→ **Aufgabenstellung**:
Beantworte anhand des Lesetexts über das Deutschsein diese Fragen:
(a) Welche drei Personen bereichern laut Lesetext unsere Kultur?
(b) Welche Merkmale musste die „Herrenrasse“ nach der dort beschriebenen Ansicht haben?
(c) Welches dieser Merkmale erfüllt die Person, die im Lesetext in der Ich-Form spricht?

→ **Lesetext**:
Kommen wir zum nächsten Irrglaube: Was ist deutsch, abgesehen von einer Nationalität, in die wir hineingeboren wurden? Die Kultur? Die Sprache? Das soziale Umfeld? Die traditionelle Strukturen der Familien? Weiß zu sein?
Von diesen fünf Punkten ist der letzte der lächerlichste, wenn ich an Jimmy Hartwig, Günther Kaufmann oder Patrice Bouédibéla denke, die unsere Kultur mehr als bereichern.
Sicher, Kultur und Sprache sind Dinge, die uns zu einem größeren Ganzen machen, aber im gleichen Atemzug, in dem wir das anerkennen, sind es auch die wichtigsten, bzw. einzigen Gründe, die aus einem Menschen einen Deutschen machen.
Es ist nicht die Hautfarbe, es ist nicht die Haarfarbe, es sind nicht die Eltern, Großeltern oder Urgroßeltern, die deutsch machen. Es ist, Teil dieser Kultur zu sein, und, wer es exakt haben will, deutsch zu sprechen.
Vor siebzig Jahren kam ein kleiner, untersetzter, Chaplinbärtiger Österreicher und vertrat die Ansicht von der Herrenrasse, die groß, blond und blauäugig sein musste.
Die meisten Menschen in DVU, NPD oder Republikaner, die noch heute diese Ansichten vertreten, erfüllen diese Anforderung nicht einmal ansatzweise. Was ist dieses Klischee also wert? Nichts, richtig.
Ich persönlich? Ich bin nur groß, von blond und blauäugig keine Spur. Bin ich deswegen weniger Deutscher? Nun, wenn man wirklich diese Kriterien anlegen würde, könnte ich es nur hoffen.

(Beschriftungen der Objektpunkte)
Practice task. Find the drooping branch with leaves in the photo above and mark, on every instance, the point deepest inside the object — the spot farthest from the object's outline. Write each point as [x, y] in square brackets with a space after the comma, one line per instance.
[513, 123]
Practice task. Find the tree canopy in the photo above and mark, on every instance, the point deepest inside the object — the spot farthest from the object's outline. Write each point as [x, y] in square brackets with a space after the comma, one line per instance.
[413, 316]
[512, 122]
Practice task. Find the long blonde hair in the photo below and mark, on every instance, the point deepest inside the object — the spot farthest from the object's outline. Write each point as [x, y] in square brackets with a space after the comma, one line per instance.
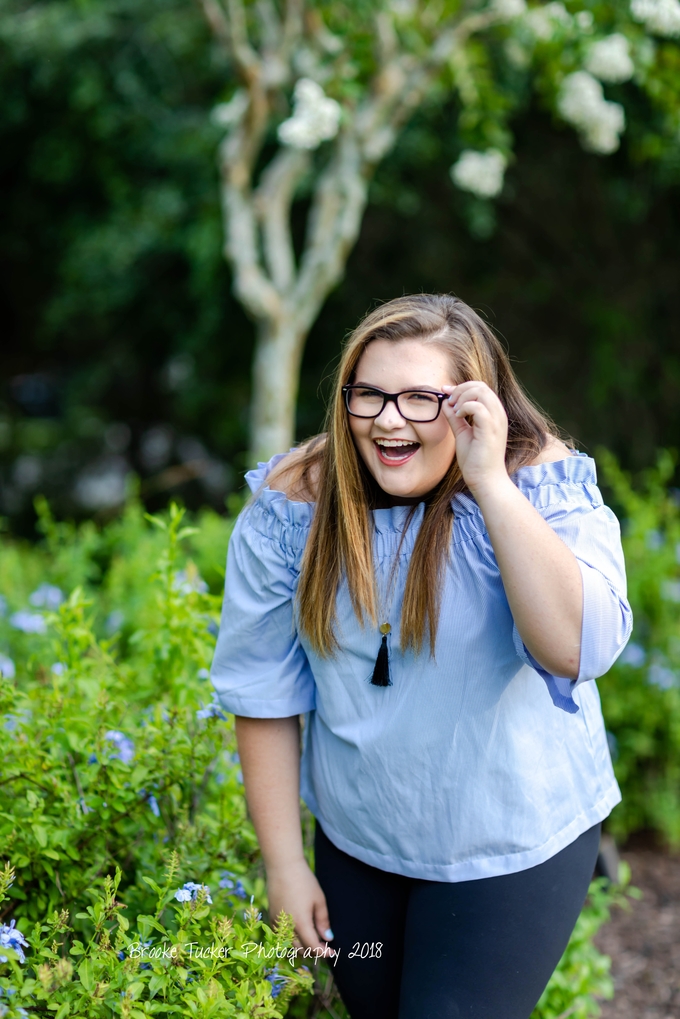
[341, 538]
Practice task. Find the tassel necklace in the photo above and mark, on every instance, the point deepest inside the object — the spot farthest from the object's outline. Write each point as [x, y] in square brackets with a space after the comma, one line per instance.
[380, 676]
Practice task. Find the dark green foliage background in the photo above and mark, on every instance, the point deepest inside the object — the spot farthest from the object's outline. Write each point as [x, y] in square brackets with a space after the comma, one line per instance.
[111, 262]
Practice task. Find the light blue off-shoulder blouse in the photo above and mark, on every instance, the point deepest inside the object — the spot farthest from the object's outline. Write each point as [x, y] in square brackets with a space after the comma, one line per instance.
[474, 762]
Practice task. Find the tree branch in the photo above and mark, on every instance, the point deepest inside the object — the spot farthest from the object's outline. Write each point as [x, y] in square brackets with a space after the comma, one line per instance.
[273, 199]
[334, 221]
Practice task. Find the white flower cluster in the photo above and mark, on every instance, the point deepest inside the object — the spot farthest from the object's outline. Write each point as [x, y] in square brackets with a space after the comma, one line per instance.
[509, 9]
[480, 172]
[660, 16]
[544, 19]
[581, 103]
[315, 117]
[610, 60]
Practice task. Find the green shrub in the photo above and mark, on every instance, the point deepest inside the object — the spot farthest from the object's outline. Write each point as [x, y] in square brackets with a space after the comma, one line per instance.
[118, 762]
[641, 693]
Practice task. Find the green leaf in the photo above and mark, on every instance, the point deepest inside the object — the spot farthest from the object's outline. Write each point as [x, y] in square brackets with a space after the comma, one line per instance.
[41, 835]
[87, 974]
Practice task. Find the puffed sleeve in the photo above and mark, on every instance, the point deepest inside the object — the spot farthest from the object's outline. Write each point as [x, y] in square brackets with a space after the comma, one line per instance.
[260, 668]
[567, 496]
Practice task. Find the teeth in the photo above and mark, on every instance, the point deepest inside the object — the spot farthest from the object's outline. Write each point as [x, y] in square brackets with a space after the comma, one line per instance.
[396, 442]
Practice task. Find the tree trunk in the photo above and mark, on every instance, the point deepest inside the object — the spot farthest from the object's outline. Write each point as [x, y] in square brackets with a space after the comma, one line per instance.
[278, 349]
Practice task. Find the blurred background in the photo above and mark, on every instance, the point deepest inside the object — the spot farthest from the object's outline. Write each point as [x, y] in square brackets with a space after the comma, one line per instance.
[126, 360]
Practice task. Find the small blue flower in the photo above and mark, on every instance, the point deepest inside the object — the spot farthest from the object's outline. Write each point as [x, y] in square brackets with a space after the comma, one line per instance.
[662, 677]
[47, 596]
[28, 623]
[190, 891]
[10, 937]
[232, 883]
[7, 667]
[123, 744]
[613, 744]
[277, 981]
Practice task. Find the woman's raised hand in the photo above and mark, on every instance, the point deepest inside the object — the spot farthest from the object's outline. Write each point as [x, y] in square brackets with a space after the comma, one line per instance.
[480, 442]
[296, 890]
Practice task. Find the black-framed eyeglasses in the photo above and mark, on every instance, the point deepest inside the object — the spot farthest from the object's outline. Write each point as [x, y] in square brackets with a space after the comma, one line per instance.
[413, 405]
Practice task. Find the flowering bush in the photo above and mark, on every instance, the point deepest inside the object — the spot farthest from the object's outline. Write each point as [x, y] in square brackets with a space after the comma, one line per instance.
[119, 762]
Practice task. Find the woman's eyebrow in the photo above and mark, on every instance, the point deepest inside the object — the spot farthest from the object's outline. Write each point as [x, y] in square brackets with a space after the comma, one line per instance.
[411, 388]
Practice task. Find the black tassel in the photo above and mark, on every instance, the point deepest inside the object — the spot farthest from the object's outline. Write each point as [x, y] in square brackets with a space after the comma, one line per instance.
[380, 676]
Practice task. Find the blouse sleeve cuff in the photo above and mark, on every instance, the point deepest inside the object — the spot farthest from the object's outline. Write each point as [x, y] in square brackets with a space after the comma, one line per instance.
[607, 626]
[269, 708]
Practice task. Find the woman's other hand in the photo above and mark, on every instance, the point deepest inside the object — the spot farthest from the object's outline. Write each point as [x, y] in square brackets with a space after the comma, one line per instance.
[479, 424]
[296, 891]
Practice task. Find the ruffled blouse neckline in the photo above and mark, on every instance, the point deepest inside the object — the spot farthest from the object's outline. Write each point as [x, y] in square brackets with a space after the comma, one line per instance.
[576, 469]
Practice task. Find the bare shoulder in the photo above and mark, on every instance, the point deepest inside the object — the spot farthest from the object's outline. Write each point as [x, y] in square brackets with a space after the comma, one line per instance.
[554, 449]
[297, 480]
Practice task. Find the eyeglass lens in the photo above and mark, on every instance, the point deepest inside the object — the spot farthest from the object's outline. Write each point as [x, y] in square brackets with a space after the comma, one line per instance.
[416, 406]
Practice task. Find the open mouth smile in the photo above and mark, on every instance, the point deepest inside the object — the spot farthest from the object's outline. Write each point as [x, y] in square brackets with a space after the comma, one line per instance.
[396, 451]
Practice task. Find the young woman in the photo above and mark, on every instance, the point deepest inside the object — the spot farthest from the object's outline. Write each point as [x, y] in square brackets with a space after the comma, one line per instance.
[432, 583]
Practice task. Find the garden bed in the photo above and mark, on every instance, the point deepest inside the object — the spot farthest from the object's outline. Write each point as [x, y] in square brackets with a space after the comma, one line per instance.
[644, 942]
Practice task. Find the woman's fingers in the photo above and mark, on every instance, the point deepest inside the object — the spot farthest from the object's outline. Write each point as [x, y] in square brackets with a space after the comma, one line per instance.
[321, 921]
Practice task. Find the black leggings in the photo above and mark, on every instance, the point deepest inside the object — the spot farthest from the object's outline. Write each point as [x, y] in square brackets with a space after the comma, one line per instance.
[485, 949]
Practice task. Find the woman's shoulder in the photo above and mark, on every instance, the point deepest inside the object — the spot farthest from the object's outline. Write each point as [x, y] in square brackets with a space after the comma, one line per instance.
[282, 499]
[559, 476]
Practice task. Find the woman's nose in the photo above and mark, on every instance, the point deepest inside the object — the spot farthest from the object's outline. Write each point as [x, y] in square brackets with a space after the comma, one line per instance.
[389, 416]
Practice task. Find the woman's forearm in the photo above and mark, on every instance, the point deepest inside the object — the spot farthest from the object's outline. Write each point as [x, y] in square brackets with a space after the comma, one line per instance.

→ **Antwort**:
(a) Jimmy Hartwig, Günther Kaufmann und Patrice Bouédibéla
(b) Sie musste groß, blond und blauäugig sein.
(c) Nur das Merkmal „groß“